Copy all records verbatim.
[Begin DATA RECORDS]
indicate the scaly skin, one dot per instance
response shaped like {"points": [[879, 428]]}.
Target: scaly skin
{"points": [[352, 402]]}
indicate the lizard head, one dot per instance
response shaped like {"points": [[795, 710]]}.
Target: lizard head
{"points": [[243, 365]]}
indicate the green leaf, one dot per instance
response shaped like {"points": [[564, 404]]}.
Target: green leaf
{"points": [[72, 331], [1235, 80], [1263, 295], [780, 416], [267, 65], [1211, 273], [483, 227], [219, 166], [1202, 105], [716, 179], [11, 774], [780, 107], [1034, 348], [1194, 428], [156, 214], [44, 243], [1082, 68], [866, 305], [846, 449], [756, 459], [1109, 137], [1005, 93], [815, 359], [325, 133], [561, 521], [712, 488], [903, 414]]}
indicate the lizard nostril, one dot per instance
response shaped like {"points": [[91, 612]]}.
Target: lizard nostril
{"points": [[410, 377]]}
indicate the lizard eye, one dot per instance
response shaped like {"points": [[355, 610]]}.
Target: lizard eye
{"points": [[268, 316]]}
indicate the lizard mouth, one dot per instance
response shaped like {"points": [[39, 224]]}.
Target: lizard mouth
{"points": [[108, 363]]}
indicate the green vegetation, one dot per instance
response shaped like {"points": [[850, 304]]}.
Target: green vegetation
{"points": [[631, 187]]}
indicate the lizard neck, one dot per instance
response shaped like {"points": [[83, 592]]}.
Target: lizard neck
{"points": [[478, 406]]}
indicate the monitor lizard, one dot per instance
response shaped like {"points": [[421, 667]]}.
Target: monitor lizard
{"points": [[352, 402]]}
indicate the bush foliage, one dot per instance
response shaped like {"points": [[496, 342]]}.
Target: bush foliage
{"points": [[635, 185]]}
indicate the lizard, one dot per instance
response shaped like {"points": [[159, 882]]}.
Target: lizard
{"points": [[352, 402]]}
[End DATA RECORDS]
ANSWER TO THIS TASK:
indicate the scaly skin, one dot per instance
response shaped like {"points": [[879, 428]]}.
Target: scaly skin
{"points": [[352, 402]]}
indicate the lizard head, one dot per instance
response shaped like {"points": [[795, 710]]}.
Target: lizard head
{"points": [[243, 365]]}
indicate the green leaf, one dot per instance
response shaped like {"points": [[564, 404]]}.
Target: green leaf
{"points": [[72, 331], [1235, 80], [1263, 295], [780, 416], [267, 65], [1211, 273], [483, 227], [219, 166], [1202, 105], [716, 179], [11, 774], [780, 107], [1034, 348], [1194, 428], [156, 214], [44, 243], [1082, 68], [866, 305], [846, 449], [756, 459], [1109, 137], [1005, 93], [815, 359], [325, 133], [561, 521], [712, 488], [903, 414]]}
indicate the lizard nostril, one dot per instance
response shaped like {"points": [[91, 612]]}.
Target: lizard nostril
{"points": [[410, 377]]}
indicate the lizard eye, one dot per instance
response shaped like {"points": [[355, 610]]}.
Target: lizard eye
{"points": [[268, 316]]}
indicate the lizard mouth, one dot per instance
response shaped like {"points": [[39, 224]]}.
Target: lizard mouth
{"points": [[108, 363]]}
indicate the green vegetation, one dot per instance
response shaped like {"points": [[850, 304]]}.
Target: green vegetation
{"points": [[631, 187]]}
indicate the lizard neck, one dot per instance
response shaped like {"points": [[83, 592]]}.
Target: lizard neck
{"points": [[478, 406]]}
indicate the monitor lizard, one dot per instance
response shaped like {"points": [[421, 667]]}.
Target: monitor lizard
{"points": [[352, 402]]}
indicate the bush foliage, one dot per instance
response shaped like {"points": [[496, 342]]}.
Target: bush foliage
{"points": [[635, 185]]}
indicate the lizard, one dot per instance
response shaped like {"points": [[159, 882]]}.
Target: lizard
{"points": [[352, 402]]}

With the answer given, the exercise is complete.